Task directions: Copy out the records word for word, starting at the very first line and going on through the line with "column 393, row 349", including that line.

Data for the task:
*-*-*

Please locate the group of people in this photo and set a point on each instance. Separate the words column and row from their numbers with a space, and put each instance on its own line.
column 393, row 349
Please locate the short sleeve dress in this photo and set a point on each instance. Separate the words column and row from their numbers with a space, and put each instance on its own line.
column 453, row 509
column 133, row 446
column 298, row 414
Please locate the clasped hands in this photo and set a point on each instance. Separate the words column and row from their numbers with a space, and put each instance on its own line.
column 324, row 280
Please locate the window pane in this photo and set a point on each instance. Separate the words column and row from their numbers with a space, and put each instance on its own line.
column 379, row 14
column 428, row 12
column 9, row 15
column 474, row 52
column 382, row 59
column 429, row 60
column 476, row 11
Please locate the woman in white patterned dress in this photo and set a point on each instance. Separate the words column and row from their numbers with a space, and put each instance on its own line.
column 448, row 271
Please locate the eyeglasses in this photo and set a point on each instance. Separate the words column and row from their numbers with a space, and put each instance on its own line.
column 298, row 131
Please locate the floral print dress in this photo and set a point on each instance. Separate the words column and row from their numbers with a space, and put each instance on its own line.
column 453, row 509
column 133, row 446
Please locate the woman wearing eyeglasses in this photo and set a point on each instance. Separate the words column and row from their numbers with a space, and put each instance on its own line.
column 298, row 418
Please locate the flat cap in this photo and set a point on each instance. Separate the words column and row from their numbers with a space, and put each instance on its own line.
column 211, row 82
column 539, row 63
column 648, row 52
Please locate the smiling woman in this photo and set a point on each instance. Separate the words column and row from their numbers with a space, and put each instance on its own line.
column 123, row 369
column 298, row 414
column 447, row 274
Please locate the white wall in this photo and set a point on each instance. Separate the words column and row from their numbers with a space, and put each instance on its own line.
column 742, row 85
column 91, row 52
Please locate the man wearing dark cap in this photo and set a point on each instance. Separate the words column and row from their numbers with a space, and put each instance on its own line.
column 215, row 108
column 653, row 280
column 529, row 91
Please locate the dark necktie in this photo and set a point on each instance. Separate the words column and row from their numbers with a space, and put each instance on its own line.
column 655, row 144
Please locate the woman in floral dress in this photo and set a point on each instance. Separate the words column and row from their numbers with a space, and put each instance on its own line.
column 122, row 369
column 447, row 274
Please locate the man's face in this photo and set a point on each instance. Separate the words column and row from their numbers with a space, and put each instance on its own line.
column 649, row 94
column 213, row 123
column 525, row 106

*-*-*

Correct result:
Please locate the group of people in this photo and set a point on each instance. Separate the words column and row from their numbers with a space, and put each instance on its own line.
column 393, row 349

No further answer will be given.